[Pointing and labeling entries]
--- START ---

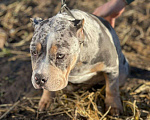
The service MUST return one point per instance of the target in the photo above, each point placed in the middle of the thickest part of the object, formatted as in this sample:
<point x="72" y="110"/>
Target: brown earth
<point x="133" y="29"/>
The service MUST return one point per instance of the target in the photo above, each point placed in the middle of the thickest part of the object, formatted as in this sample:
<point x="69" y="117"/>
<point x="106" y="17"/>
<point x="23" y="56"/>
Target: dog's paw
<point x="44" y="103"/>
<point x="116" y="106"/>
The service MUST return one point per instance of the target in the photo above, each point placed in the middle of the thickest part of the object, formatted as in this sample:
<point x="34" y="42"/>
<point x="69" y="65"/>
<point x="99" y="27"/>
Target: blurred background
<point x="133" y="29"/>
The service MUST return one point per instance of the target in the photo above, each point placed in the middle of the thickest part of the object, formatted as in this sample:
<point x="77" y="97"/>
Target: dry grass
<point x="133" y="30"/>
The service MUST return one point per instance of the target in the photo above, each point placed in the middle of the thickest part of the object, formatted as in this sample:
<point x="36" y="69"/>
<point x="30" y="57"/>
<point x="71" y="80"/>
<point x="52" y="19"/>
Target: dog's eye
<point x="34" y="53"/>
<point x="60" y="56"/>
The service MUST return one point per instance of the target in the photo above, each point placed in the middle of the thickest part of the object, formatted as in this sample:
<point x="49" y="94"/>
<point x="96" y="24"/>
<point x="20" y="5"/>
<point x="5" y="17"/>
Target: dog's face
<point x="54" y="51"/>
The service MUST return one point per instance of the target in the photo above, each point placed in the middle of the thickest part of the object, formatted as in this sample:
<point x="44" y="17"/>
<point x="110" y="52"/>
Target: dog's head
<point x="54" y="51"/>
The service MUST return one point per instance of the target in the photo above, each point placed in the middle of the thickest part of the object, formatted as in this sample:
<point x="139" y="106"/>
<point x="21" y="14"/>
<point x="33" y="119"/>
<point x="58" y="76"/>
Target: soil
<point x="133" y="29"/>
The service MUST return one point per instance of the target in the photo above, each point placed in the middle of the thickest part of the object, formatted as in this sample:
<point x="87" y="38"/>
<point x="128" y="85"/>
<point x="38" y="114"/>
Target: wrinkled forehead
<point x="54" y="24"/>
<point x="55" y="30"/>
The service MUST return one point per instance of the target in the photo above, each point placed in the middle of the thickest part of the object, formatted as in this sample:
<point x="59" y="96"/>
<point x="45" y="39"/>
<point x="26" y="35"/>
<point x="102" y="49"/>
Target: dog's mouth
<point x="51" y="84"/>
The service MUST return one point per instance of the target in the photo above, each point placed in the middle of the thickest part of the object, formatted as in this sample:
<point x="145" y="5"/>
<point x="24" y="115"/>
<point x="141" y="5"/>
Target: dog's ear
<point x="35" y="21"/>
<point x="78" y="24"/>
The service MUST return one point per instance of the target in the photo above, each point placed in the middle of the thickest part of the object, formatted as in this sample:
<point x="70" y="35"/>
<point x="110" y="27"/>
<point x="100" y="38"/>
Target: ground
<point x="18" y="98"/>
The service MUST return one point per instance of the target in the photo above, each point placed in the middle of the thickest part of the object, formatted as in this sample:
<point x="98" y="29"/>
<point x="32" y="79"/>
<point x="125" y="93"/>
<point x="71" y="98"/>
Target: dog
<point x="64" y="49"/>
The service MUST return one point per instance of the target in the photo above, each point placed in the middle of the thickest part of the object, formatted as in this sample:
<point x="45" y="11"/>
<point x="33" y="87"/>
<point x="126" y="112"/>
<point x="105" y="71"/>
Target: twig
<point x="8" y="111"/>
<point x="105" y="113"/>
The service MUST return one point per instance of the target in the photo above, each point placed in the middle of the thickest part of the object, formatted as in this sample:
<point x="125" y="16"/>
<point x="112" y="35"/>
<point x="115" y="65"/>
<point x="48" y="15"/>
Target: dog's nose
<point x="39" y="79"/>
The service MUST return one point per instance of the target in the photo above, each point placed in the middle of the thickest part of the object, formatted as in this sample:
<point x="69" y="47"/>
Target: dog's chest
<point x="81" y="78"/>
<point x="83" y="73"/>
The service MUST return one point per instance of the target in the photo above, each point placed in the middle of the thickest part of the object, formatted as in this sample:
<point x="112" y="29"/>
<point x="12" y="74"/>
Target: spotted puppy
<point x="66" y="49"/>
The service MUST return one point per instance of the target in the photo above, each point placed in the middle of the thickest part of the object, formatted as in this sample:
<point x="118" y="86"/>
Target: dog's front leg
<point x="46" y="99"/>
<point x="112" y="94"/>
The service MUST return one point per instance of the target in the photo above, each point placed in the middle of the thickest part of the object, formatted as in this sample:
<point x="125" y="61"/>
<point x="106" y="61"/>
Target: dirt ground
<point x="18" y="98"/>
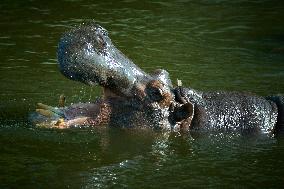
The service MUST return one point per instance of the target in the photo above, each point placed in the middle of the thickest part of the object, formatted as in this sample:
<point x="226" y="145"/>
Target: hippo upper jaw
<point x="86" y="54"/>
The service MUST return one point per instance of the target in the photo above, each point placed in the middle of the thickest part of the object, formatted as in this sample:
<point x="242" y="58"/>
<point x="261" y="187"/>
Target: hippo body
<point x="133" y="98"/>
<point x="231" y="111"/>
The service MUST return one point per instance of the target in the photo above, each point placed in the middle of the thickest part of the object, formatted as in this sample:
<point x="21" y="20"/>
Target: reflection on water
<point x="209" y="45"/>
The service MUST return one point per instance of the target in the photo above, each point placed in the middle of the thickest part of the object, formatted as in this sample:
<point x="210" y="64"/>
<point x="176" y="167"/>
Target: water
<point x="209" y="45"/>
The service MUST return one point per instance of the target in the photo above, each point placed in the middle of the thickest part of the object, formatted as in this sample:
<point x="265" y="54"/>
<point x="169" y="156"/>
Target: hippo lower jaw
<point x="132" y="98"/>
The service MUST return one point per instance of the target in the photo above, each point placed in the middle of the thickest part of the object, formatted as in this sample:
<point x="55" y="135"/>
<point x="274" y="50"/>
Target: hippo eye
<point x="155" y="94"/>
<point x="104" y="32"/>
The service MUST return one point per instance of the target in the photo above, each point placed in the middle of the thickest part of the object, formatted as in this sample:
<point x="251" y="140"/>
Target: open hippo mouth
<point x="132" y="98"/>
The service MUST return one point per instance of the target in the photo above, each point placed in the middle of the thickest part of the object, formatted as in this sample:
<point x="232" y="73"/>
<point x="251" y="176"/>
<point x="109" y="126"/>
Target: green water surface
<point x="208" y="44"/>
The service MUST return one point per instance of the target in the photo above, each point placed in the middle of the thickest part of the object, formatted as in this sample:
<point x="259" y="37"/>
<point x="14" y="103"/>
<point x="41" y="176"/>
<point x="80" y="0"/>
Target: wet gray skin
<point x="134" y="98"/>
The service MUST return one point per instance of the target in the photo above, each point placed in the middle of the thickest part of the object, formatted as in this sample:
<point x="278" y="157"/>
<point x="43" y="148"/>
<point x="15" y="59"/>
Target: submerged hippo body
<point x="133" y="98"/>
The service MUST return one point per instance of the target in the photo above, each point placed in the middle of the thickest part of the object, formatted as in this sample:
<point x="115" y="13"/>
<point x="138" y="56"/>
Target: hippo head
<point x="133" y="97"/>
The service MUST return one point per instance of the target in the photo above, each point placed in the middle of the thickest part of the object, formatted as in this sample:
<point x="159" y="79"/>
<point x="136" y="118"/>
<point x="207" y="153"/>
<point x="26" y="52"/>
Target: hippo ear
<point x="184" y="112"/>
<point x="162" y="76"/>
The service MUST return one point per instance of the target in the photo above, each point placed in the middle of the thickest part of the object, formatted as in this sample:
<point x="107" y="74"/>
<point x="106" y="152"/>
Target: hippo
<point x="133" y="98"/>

--- END ---
--- START ---

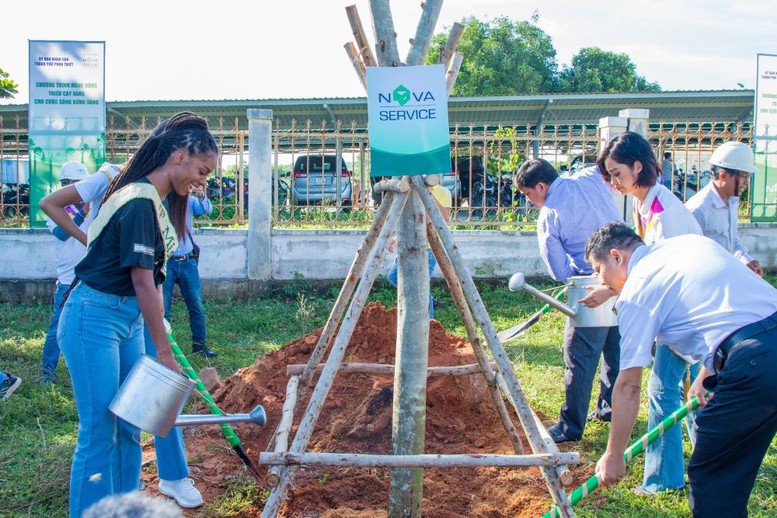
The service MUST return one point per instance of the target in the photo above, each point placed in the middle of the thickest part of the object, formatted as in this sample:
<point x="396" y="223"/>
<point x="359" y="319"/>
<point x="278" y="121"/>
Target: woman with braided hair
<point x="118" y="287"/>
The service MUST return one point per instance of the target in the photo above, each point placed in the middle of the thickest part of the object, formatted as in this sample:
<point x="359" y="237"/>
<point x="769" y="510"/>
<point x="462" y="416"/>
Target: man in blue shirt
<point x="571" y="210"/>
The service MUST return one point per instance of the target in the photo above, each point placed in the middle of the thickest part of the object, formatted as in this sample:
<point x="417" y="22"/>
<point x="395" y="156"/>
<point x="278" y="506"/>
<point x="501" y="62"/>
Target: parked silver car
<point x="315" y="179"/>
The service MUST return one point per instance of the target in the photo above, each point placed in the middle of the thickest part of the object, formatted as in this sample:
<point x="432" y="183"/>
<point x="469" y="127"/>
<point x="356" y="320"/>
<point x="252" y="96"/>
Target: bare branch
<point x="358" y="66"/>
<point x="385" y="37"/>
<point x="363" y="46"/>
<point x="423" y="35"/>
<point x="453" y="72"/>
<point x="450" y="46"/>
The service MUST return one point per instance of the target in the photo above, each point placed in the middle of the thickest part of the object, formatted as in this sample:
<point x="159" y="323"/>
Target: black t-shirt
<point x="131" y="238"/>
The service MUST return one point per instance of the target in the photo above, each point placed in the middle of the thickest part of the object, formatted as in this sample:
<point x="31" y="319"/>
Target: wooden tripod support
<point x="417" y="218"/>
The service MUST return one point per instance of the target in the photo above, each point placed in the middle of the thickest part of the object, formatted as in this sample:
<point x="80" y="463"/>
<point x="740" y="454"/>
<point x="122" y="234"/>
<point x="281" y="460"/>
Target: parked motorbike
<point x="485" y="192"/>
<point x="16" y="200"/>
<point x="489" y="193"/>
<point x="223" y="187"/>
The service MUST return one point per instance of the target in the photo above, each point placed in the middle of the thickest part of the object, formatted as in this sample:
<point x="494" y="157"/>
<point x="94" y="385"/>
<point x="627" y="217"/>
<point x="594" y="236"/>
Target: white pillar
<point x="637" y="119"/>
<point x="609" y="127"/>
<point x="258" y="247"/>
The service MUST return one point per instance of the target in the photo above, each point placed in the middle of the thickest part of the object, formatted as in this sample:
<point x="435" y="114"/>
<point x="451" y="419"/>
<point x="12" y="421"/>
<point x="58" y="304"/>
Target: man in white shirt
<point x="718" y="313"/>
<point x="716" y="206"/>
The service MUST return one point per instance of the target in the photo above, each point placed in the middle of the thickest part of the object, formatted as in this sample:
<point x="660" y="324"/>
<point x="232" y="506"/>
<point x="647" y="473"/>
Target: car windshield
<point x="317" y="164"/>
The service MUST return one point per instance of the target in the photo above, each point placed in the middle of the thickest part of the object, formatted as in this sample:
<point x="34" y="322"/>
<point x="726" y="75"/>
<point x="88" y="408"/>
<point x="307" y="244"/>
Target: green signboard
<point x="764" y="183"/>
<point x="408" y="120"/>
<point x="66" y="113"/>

--- END ---

→ **THE TASK**
How many lines in the data above contain the string "hippo"? Reply with the number alone.

→ **EXERCISE OUTPUT**
9